* PROVIDED RECORDS:
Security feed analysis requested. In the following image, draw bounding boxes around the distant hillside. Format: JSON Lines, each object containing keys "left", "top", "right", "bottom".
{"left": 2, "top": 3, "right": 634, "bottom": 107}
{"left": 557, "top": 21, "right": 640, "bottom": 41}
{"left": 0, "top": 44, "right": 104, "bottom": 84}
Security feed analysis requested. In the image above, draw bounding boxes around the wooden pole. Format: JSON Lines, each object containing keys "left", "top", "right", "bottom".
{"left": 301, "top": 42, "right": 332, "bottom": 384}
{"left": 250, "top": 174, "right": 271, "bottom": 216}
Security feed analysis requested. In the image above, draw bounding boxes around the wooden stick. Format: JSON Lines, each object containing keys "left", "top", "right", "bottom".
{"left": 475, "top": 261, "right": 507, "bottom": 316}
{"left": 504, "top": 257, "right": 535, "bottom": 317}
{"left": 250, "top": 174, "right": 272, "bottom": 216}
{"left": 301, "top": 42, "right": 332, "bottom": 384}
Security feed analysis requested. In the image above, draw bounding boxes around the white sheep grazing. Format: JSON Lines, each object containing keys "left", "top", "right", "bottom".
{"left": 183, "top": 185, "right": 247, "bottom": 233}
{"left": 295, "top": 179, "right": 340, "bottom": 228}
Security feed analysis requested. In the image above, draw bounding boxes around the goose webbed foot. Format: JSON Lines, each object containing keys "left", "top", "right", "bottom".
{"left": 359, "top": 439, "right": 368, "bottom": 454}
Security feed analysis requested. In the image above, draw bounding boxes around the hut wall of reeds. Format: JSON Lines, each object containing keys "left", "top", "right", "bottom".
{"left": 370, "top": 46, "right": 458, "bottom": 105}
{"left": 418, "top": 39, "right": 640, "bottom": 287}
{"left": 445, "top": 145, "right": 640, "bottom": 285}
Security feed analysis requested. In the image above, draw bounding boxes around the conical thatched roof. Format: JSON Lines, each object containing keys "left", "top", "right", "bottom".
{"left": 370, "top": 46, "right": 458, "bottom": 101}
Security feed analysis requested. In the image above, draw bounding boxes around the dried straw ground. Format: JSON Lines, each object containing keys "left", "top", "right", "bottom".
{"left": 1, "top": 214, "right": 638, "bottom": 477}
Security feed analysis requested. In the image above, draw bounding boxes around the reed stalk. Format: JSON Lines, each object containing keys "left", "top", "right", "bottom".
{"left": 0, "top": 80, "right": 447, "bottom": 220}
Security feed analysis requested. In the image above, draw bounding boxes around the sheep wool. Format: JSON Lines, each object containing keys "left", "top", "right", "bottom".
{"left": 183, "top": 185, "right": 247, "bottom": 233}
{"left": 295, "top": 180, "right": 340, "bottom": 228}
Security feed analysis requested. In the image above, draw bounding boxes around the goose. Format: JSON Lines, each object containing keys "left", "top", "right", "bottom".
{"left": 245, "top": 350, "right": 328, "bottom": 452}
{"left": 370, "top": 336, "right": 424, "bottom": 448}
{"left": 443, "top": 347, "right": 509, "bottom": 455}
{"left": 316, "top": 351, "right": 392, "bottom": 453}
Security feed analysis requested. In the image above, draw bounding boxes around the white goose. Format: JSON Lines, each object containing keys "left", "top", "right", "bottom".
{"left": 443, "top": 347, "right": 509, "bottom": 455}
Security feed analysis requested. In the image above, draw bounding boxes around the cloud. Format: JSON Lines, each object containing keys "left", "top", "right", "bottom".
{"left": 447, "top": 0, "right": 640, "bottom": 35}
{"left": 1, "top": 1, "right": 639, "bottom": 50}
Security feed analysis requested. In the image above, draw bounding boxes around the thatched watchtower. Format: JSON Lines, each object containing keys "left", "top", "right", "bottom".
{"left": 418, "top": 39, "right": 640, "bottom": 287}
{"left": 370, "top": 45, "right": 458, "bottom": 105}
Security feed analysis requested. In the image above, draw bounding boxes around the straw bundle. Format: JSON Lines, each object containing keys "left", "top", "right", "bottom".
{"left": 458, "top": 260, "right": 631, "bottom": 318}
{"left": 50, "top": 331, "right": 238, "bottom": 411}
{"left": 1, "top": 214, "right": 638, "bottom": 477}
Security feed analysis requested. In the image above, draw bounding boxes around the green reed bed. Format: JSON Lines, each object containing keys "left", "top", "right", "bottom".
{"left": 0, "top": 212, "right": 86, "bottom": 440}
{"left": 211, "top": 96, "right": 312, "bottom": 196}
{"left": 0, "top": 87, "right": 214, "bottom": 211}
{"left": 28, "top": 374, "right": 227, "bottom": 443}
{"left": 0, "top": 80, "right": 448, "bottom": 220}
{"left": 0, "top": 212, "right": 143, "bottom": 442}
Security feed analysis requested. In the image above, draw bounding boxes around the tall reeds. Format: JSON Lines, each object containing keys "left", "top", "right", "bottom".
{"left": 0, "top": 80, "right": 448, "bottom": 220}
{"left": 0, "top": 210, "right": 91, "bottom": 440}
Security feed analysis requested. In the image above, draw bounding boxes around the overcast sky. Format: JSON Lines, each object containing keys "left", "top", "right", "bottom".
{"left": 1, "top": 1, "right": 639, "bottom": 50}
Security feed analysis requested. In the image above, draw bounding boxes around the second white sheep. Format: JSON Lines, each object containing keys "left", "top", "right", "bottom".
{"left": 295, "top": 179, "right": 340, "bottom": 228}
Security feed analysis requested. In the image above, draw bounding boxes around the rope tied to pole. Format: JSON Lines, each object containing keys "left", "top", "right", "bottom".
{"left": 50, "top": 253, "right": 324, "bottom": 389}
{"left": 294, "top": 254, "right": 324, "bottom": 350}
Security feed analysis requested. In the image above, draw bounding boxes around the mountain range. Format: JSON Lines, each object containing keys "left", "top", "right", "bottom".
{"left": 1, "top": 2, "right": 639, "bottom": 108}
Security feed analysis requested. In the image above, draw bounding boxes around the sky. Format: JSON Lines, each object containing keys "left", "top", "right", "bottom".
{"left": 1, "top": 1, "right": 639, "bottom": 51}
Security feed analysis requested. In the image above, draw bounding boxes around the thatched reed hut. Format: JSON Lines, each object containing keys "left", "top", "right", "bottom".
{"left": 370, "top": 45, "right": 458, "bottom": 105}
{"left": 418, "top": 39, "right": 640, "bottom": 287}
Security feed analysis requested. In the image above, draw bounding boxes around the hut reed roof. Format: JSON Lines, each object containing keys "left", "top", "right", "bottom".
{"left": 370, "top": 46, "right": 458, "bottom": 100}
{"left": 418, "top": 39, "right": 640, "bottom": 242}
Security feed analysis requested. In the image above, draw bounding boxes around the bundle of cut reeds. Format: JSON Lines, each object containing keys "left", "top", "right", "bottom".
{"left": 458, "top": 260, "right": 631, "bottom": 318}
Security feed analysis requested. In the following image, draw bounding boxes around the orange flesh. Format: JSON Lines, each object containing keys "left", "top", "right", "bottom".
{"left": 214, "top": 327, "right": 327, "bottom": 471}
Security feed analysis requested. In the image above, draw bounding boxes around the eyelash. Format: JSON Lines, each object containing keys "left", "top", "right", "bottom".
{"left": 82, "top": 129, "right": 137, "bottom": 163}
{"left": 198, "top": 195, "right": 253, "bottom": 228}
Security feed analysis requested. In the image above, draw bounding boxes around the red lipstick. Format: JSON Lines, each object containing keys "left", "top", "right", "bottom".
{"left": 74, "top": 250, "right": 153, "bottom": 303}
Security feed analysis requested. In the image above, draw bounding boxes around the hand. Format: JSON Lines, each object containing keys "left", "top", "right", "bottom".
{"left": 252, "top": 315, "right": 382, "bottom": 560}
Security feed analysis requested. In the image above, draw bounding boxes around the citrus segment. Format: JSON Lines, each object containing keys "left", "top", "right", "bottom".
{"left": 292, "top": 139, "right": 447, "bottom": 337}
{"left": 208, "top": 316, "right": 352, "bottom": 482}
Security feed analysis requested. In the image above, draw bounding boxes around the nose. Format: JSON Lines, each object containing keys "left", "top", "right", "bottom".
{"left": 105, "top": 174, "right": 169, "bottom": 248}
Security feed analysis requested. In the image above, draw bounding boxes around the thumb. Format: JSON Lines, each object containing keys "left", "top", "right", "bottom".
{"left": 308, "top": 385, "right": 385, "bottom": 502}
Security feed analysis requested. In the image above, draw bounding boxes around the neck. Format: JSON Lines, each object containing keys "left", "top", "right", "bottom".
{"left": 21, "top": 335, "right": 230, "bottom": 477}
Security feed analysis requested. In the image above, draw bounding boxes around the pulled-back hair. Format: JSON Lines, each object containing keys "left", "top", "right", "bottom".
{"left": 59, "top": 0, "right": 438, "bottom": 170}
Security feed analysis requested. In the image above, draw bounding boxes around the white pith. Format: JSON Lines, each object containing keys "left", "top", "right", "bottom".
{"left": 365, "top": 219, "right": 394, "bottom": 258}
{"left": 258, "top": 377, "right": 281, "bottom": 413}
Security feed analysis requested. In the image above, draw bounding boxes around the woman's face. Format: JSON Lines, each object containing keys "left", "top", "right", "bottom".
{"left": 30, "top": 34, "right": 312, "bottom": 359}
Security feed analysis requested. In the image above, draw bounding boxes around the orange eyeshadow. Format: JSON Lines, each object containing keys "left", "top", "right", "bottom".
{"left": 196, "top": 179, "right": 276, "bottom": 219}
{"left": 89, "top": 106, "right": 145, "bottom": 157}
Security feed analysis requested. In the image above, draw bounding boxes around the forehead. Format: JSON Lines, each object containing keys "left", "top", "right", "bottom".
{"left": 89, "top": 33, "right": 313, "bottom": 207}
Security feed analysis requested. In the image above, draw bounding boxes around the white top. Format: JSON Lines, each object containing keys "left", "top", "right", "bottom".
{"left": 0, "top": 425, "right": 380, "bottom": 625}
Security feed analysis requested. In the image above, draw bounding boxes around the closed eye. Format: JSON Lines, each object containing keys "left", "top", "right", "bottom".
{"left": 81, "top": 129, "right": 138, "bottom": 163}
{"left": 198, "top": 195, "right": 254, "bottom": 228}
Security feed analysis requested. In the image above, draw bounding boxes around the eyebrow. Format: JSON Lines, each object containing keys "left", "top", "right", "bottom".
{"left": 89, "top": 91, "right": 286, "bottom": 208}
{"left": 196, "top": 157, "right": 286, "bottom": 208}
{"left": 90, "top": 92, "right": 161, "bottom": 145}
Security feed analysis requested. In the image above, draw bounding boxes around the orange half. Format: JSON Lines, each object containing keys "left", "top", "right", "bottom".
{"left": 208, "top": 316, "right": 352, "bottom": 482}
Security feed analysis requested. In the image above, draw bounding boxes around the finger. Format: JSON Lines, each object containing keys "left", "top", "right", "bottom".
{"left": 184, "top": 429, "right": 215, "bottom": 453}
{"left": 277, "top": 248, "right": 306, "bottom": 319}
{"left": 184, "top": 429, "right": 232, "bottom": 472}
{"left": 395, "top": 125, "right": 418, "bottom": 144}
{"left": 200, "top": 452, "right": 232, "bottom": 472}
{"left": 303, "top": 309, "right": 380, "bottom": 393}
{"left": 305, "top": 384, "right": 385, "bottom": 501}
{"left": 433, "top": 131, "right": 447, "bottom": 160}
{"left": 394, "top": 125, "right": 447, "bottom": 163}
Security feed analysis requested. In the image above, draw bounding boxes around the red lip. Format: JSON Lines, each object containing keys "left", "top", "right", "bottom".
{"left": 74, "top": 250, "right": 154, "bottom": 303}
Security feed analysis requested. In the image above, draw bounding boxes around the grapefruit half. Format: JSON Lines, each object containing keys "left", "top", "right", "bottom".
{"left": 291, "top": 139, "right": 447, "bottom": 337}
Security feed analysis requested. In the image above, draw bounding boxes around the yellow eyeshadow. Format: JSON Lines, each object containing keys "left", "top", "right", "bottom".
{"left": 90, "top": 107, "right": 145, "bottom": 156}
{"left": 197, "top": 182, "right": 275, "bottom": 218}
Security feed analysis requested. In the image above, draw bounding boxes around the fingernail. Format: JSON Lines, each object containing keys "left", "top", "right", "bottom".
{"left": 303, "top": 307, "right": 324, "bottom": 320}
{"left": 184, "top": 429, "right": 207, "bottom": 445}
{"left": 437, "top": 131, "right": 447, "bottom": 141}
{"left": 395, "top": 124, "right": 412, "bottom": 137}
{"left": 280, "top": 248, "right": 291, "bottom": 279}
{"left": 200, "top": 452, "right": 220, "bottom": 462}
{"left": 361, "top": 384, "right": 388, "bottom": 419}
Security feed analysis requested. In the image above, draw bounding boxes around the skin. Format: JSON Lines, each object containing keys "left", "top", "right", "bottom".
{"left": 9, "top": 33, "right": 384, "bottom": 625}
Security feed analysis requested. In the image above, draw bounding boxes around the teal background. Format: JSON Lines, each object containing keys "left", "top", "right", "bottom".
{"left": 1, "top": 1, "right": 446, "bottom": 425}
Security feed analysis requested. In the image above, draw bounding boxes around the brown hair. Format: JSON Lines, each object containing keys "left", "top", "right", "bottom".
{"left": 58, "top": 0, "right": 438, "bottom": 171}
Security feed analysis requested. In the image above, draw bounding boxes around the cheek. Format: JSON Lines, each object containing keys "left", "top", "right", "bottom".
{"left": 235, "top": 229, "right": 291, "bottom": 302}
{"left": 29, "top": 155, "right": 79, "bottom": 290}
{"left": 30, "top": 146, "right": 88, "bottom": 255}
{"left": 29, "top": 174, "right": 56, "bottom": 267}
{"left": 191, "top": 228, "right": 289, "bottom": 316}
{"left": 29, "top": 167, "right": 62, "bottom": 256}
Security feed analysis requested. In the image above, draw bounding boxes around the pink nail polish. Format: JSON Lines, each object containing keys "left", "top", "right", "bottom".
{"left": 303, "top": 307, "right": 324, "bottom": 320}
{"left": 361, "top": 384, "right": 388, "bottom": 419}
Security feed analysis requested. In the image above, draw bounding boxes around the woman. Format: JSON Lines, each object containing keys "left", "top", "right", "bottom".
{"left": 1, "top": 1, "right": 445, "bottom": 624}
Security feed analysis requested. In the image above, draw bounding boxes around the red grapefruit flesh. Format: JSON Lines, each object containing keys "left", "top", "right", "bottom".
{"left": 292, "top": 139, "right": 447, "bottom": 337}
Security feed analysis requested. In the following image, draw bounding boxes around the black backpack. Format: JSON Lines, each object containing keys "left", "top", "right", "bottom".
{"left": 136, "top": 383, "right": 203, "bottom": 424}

* WHAT YOU NEED TO DO: May I have exactly the lines from the one containing "the red grapefruit" through the last line of the data, both included?

* RESULT OF THIS TASK:
Security feed analysis requested. In the image above, draw bounding boxes around the red grapefruit flesh. Format: JSON Lines, each object containing keys "left", "top", "right", "bottom".
{"left": 292, "top": 139, "right": 447, "bottom": 337}
Security feed analysis requested. In the following image, draw bounding boxes around the black backpack. Format: JSON Lines, each object containing keys "left", "top", "right", "bottom".
{"left": 136, "top": 383, "right": 203, "bottom": 424}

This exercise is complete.